= Description of the task =
Copy the part of the listing below that opens with the line containing "Place one keypoint on each instance of the bird's long" and closes with the line containing "(1158, 147)", reproducing every line in that span, and offset each x and y coordinate in it by adding 122. Return only those lines.

___ Supplied records

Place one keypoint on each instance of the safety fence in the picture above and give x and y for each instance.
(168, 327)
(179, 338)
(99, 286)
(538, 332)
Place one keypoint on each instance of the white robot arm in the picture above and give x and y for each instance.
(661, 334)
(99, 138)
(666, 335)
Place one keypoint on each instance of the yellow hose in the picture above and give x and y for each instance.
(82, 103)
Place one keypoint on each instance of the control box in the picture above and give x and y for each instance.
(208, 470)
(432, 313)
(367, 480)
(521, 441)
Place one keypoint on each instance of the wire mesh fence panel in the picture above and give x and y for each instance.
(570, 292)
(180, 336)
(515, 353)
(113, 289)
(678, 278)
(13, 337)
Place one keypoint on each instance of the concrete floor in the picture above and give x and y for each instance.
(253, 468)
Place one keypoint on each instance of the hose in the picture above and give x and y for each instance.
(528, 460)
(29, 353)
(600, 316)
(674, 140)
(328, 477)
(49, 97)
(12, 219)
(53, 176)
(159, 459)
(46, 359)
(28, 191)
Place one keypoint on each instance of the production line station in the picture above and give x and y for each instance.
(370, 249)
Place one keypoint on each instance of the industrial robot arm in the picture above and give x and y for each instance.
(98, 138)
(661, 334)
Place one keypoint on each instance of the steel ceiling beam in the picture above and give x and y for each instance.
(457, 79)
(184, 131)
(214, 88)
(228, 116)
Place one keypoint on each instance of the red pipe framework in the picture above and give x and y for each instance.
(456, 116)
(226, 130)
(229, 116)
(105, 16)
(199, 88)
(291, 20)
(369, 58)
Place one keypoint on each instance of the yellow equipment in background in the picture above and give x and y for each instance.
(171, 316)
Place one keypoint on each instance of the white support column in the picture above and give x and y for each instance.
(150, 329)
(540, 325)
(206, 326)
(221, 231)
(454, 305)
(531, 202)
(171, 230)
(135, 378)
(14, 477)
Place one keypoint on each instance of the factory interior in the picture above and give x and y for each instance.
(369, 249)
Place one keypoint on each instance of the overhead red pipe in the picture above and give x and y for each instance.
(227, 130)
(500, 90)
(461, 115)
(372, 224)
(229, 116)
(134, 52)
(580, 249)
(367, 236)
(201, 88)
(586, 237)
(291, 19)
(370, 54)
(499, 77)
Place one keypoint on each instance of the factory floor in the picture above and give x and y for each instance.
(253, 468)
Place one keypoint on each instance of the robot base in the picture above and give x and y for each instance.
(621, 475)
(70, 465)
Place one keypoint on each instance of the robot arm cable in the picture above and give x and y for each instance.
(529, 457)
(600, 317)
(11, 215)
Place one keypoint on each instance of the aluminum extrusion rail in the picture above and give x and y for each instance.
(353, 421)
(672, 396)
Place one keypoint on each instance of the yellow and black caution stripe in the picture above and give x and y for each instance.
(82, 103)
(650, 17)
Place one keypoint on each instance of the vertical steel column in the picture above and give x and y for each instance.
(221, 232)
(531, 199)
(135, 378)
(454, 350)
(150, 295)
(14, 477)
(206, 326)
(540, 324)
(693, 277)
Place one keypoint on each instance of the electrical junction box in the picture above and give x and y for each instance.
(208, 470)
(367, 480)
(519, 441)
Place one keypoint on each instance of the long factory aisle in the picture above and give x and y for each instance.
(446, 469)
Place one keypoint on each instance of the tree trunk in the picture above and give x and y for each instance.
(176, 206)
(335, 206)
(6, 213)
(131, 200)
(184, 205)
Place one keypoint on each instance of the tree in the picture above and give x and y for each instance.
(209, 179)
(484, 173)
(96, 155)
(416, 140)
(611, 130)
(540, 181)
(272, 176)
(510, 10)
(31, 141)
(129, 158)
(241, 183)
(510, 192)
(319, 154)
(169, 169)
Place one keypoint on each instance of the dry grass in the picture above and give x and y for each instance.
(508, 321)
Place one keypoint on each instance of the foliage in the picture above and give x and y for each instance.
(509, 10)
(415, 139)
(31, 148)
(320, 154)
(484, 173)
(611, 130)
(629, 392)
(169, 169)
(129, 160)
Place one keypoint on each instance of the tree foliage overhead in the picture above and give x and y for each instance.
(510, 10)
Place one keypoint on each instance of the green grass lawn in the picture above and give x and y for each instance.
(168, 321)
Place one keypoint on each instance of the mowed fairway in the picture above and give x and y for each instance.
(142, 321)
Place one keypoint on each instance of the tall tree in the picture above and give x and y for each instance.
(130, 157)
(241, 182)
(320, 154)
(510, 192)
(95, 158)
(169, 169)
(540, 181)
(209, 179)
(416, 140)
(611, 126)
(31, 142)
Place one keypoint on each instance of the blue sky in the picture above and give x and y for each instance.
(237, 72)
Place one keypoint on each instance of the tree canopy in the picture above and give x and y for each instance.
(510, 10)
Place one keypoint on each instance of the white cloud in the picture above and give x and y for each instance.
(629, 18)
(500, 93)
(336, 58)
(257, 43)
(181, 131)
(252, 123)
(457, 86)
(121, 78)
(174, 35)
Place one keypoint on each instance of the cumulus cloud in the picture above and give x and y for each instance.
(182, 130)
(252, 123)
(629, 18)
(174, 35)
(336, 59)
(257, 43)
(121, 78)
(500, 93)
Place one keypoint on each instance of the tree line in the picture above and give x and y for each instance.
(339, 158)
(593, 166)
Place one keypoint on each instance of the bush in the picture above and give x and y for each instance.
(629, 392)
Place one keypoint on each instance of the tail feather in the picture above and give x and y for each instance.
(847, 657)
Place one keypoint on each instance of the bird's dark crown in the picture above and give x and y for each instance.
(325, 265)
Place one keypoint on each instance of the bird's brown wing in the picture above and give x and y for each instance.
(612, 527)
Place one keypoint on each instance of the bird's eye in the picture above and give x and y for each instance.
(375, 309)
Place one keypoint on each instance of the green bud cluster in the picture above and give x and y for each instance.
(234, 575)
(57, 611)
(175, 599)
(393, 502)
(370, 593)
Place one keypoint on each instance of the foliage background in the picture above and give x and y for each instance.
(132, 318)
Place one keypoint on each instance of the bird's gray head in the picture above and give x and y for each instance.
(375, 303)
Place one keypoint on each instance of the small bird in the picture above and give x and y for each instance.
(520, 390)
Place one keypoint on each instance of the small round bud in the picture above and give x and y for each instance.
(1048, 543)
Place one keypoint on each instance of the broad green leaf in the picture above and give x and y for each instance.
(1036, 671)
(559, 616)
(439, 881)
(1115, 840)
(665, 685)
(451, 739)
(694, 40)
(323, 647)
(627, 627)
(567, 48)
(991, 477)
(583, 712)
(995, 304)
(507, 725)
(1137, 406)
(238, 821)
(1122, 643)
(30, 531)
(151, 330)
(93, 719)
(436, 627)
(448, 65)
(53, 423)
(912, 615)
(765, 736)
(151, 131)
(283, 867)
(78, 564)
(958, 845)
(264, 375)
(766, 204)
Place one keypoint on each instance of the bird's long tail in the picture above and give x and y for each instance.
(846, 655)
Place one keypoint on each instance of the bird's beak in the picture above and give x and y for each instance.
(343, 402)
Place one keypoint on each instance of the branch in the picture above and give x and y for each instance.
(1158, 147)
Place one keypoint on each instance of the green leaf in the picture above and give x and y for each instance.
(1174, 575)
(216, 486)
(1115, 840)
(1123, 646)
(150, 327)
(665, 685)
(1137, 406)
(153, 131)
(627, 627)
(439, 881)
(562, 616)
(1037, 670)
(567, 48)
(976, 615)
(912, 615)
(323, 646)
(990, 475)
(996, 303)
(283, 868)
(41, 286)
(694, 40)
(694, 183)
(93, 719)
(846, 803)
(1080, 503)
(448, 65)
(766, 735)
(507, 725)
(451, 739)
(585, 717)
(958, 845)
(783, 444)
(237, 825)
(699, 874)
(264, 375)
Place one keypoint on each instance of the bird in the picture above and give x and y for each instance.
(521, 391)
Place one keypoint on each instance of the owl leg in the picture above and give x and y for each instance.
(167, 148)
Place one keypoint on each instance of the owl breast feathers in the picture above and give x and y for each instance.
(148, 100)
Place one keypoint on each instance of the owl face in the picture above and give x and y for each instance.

______

= Written response =
Place one keypoint on each instance of the bird's long tail in the picture above and give x and y for each instance.
(968, 777)
Place one keypoint on each instance of the bird's beak in the picture above and give x and y for each instance.
(465, 524)
Place one keypoint on each instance of the branch in the picture above and give x and y for each instance.
(1280, 269)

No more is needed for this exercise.